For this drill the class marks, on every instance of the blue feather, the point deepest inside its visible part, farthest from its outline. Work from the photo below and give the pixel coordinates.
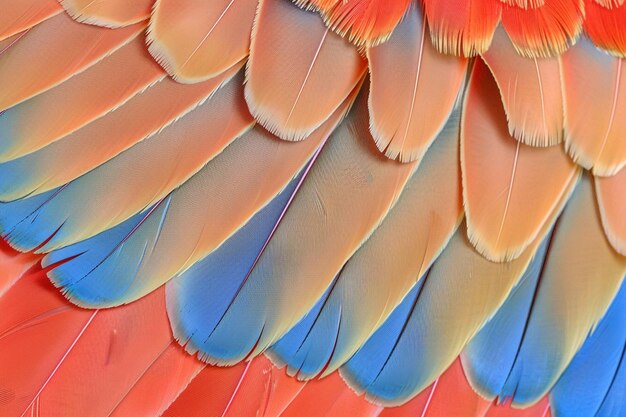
(489, 357)
(584, 387)
(200, 298)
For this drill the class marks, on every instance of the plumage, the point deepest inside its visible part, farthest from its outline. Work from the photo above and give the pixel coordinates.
(531, 92)
(583, 273)
(195, 40)
(413, 89)
(149, 171)
(52, 52)
(544, 31)
(605, 26)
(490, 355)
(33, 124)
(379, 275)
(109, 13)
(431, 326)
(206, 327)
(299, 71)
(18, 16)
(173, 222)
(595, 108)
(310, 208)
(462, 27)
(79, 361)
(583, 387)
(210, 392)
(369, 185)
(510, 190)
(365, 22)
(611, 195)
(143, 116)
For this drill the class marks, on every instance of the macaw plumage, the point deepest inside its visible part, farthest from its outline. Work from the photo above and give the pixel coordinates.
(312, 207)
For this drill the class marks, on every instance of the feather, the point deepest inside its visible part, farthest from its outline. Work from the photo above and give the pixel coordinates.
(368, 186)
(365, 22)
(195, 40)
(34, 123)
(451, 395)
(13, 265)
(510, 190)
(413, 89)
(209, 393)
(614, 403)
(595, 108)
(541, 409)
(159, 385)
(52, 52)
(18, 16)
(144, 174)
(526, 4)
(531, 92)
(299, 72)
(462, 27)
(109, 13)
(205, 326)
(434, 322)
(605, 26)
(611, 194)
(489, 357)
(187, 225)
(247, 389)
(579, 279)
(198, 299)
(544, 31)
(584, 386)
(608, 4)
(263, 388)
(143, 116)
(378, 276)
(79, 361)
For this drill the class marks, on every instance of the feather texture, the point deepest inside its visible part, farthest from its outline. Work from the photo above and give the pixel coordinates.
(544, 31)
(605, 26)
(195, 40)
(510, 190)
(595, 108)
(365, 22)
(109, 13)
(462, 27)
(583, 388)
(81, 361)
(611, 194)
(413, 89)
(142, 117)
(52, 52)
(33, 124)
(531, 92)
(18, 16)
(369, 185)
(208, 325)
(187, 225)
(583, 273)
(146, 174)
(431, 326)
(380, 274)
(299, 72)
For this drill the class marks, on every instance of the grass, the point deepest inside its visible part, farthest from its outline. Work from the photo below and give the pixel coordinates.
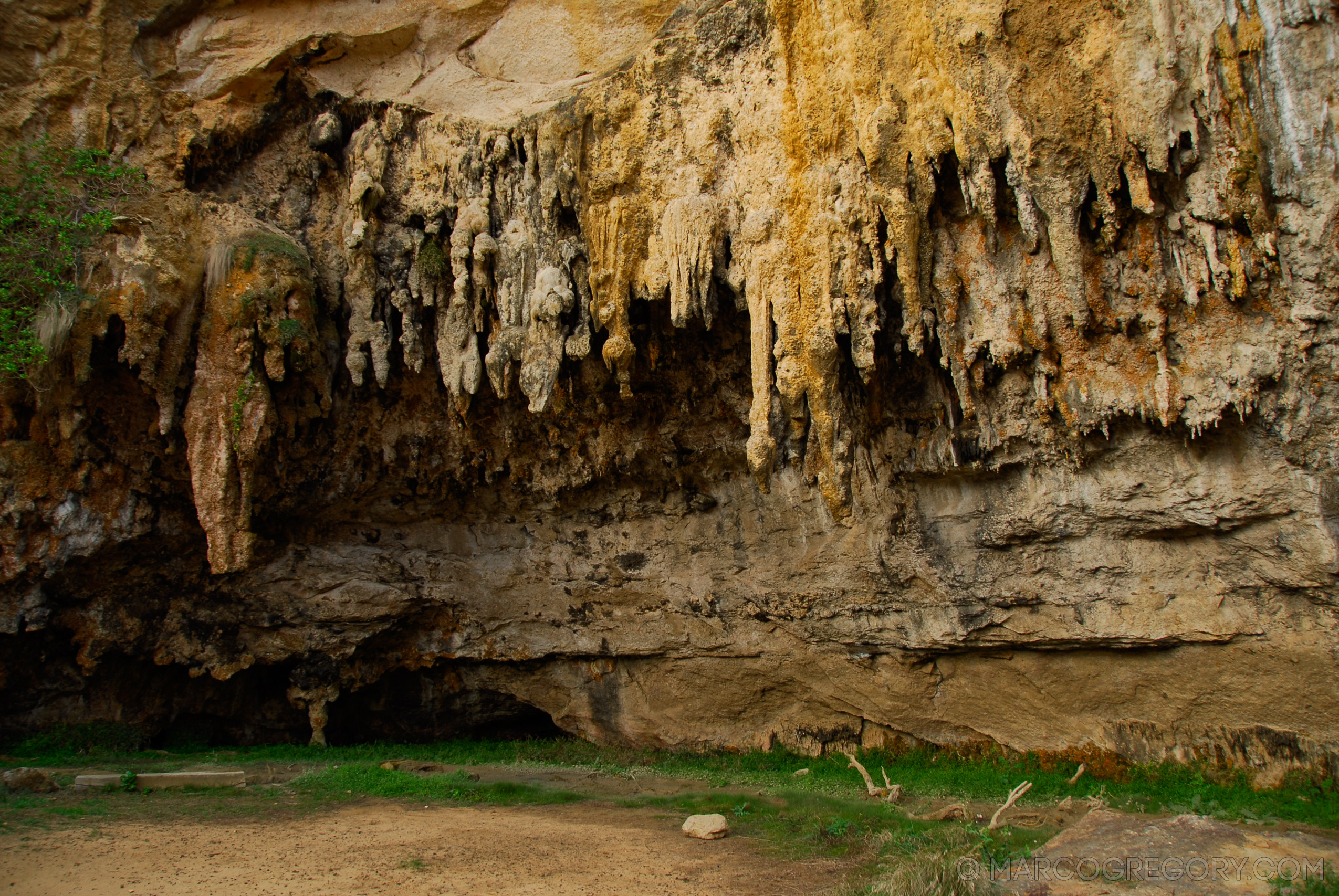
(926, 775)
(821, 814)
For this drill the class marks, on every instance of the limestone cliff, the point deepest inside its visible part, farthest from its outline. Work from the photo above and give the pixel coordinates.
(739, 373)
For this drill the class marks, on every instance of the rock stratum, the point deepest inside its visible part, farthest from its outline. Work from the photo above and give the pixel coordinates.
(744, 374)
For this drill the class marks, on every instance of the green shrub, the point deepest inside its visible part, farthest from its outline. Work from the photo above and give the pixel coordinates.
(54, 204)
(82, 740)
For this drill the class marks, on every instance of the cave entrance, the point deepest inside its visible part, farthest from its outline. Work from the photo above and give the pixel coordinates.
(424, 706)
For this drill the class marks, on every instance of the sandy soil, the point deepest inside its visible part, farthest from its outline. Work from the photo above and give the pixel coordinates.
(382, 847)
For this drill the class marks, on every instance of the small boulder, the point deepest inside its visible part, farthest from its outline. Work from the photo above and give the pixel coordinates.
(706, 827)
(33, 780)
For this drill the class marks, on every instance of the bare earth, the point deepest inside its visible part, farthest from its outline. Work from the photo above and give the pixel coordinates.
(383, 847)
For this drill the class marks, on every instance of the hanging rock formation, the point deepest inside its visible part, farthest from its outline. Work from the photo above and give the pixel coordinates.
(741, 373)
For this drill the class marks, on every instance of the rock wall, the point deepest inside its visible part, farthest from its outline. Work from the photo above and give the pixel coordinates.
(744, 374)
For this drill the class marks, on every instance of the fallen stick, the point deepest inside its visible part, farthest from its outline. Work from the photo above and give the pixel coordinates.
(892, 793)
(1013, 797)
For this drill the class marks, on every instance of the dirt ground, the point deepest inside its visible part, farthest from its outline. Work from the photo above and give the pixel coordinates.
(382, 847)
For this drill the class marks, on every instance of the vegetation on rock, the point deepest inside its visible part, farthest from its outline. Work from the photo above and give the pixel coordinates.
(55, 202)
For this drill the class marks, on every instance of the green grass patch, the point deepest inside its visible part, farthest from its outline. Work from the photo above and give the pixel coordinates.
(363, 780)
(924, 775)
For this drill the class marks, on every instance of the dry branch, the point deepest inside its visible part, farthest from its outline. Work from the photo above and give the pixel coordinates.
(1013, 797)
(892, 793)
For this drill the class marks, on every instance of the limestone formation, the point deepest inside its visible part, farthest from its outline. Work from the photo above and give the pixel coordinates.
(706, 827)
(748, 373)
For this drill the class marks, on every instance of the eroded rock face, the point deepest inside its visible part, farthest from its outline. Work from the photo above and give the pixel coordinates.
(738, 374)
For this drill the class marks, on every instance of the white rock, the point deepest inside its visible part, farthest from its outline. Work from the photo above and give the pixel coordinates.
(706, 827)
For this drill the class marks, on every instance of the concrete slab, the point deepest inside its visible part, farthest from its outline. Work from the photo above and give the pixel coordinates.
(160, 780)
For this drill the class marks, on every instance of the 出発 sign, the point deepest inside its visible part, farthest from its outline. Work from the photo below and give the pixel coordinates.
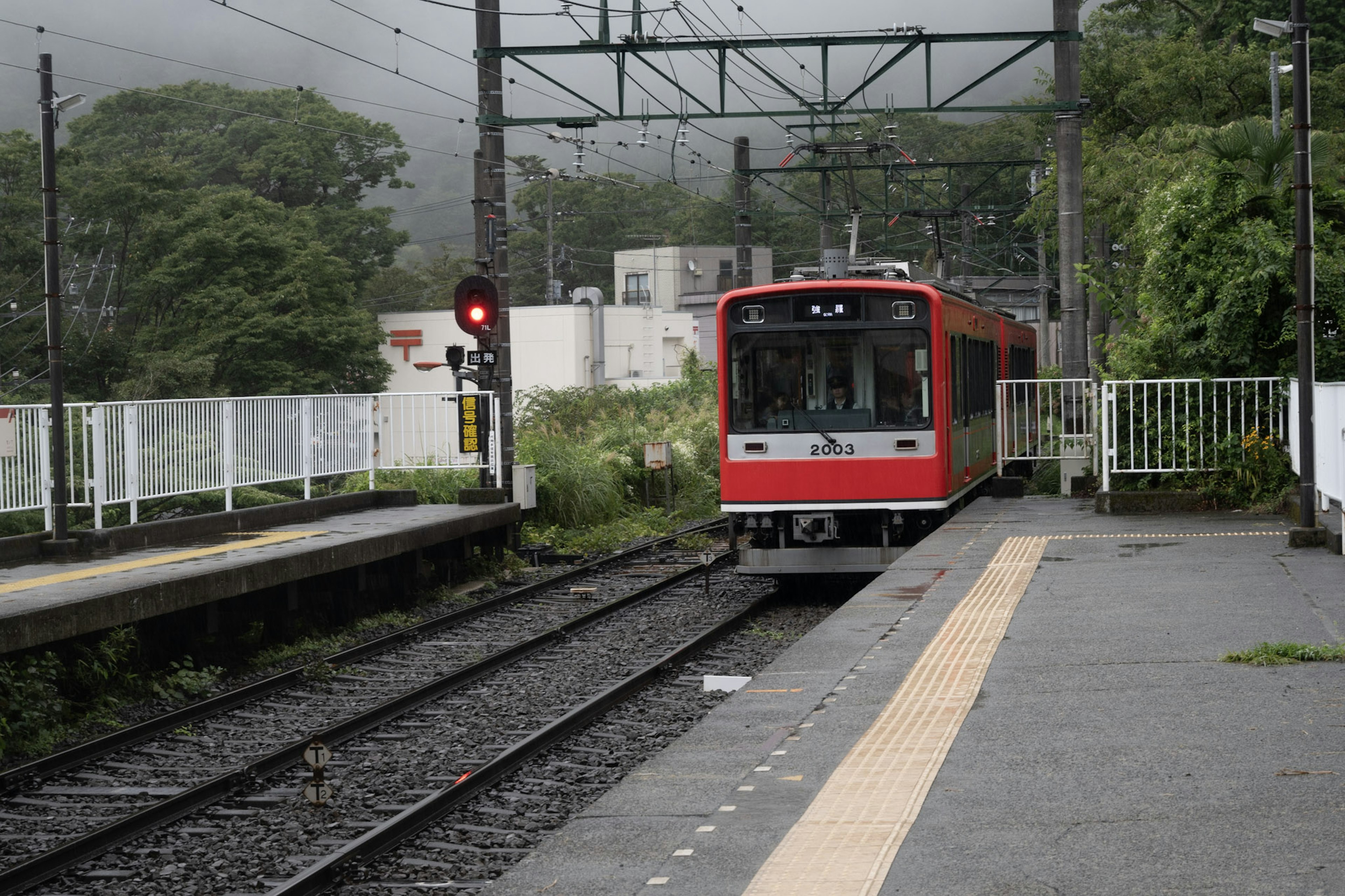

> Instructions for the task
Copy every item above word for word, and leave the pictures out of your copy.

> Solution below
For this drill the class marks, on every instance of the blue feather, the point deepest inside its visible part, farthest from its outline. Work from the photo below and give the pixel coordinates.
(489, 357)
(584, 387)
(200, 298)
For this drill the class marks, on every instance of the plumage, the point deepest inside its visible part, farthest from its outline. Work from the photo above and give the pixel coordinates.
(531, 92)
(583, 273)
(195, 40)
(413, 89)
(149, 171)
(52, 52)
(544, 31)
(605, 26)
(490, 355)
(33, 124)
(379, 275)
(109, 13)
(431, 326)
(206, 327)
(299, 71)
(18, 16)
(173, 222)
(595, 108)
(310, 208)
(462, 27)
(79, 361)
(583, 387)
(210, 392)
(369, 185)
(510, 190)
(365, 22)
(611, 195)
(143, 116)
For this drill the class marks, on every instance of the macaw plumage, the point deepest inside its visible part, farthest from its outline. Work from the photo above and give the pixel coordinates.
(312, 207)
For this drill the class marks, on every instance of the feather, the point deepest inside its visible part, farthest from its outline. Work from the photo above and give the pixel coordinates.
(368, 186)
(365, 22)
(195, 40)
(34, 123)
(451, 395)
(13, 265)
(510, 190)
(413, 89)
(209, 393)
(614, 403)
(595, 108)
(541, 409)
(159, 385)
(52, 52)
(18, 16)
(144, 174)
(526, 4)
(531, 92)
(299, 72)
(462, 27)
(109, 13)
(205, 326)
(434, 322)
(605, 26)
(611, 194)
(489, 357)
(187, 225)
(247, 389)
(579, 279)
(198, 299)
(544, 31)
(584, 386)
(608, 4)
(263, 388)
(143, 116)
(378, 276)
(79, 361)
For this drill the class marks, on every instance of the feather texture, the point deepest inside its visible part, farthest from its outline. Work from the photo above and give the pixel coordinates.
(544, 31)
(605, 26)
(195, 40)
(510, 190)
(595, 108)
(365, 22)
(109, 13)
(462, 27)
(583, 388)
(81, 361)
(611, 194)
(413, 89)
(142, 117)
(52, 52)
(33, 124)
(531, 92)
(18, 16)
(369, 185)
(208, 325)
(187, 225)
(583, 273)
(146, 174)
(431, 326)
(380, 274)
(299, 72)
For this drill the class marks, on every instance of the grass, the point deepest inside its visible part, farthest from its outline. Work from the photo below and give the pixel coordinates.
(926, 775)
(821, 814)
For this drill the class marks, on every instance of the limestone cliff, the point deepest inside its visible part, farthest from its outline. Work from the photo above and give the pixel coordinates.
(739, 373)
For this drill the class marks, on every instance of the rock stratum, the point deepest inside its visible part, farthest from its outline. Work from the photo above and give the pixel coordinates.
(744, 374)
For this drill the class marks, on every instance of the green shrub, the point deepest inside its visible part, farthest from its outline. Work from the photo above and give the pixel coordinates.
(54, 204)
(82, 740)
For this drill the class marks, on every instance of the cave entrance, the point deepest inside its visible part, farthest from its outline. Work from the photo above and give the pixel coordinates.
(424, 706)
For this drill the class marks, on every instance of the sandy soil, the point deepest inside its visible part, farthest from its outline. Work from the photo above and give the pixel coordinates.
(382, 847)
For this drill the class marks, on every instance of the small boulder, the point deepest inside its visible part, farthest from its outline. Work from the photo above and give the pixel coordinates.
(706, 827)
(33, 780)
For this drill the class marks, on every instance of the bare earth, the point deepest inside its visible part, farthest from its outline. Work from the photo above and give the pixel coordinates.
(383, 847)
For this drill the class marks, on every instance of the hanging rock formation, the point deepest inside its visible part, farthest from its outline. Work from the photo above and give the pixel coordinates.
(741, 373)
For this drill the class marks, on every instance of the rock wall, the point deepest inside its visible part, farthest from its outline. Work from the photo above and give the pixel coordinates.
(744, 374)
For this drill the class marks, on every instance of the fallen stick, the point deepest inside its visible part, farthest from its outline. Work from the photo above and give the pixel coordinates.
(892, 793)
(1013, 797)
For this drill the class marks, on every instance of the dirt ground, the point deepest inside its visible part, farthest from its outline. Work from the photo above and give the pixel coordinates.
(382, 847)
For this drill the class marks, on every instance of the vegetation on rock, the point deepest inside its visible part, farthest from its outline. Work from the photo above and give the pixel coordinates.
(55, 202)
For this drill the class marks, on every instance of the green grass patch, the point deepest inside its visible part, farthest from its outline. Work from the photo above and give the pixel coordinates.
(363, 780)
(924, 775)
For this drill the class marks, on every instance of the dry branch, the point deepest inside its visible part, farthest from its outline. Work from the photo above and give the pixel coordinates.
(1013, 797)
(892, 793)
For this drill the class marks, on every instance of the limestone formation, the point deepest inside its visible part, farthest from its outline. Work from the photo above and give the pixel coordinates.
(706, 827)
(748, 373)
For this drill the class marks, on every instance of the eroded rock face, the point deepest inside its visible part, farthest from its outline. Work from the photo above and give the pixel coordinates.
(738, 374)
For this drill the class marks, on every instance of the white rock, the point deepest inside its visible part, farthest from its outline. Work from the photo above and give the pixel coordinates.
(706, 827)
For this drill the class marks, on every instance of the concrete slab, the point deepest inside its visible part, farthest from its outline. Work from the photo above and give the pixel coordinates.
(160, 780)
For this drill the class marks, on every instance of the 出発 sign, the point deepest inside its visible part, farthest from its outline. Work from the photo below and give the pixel coordinates.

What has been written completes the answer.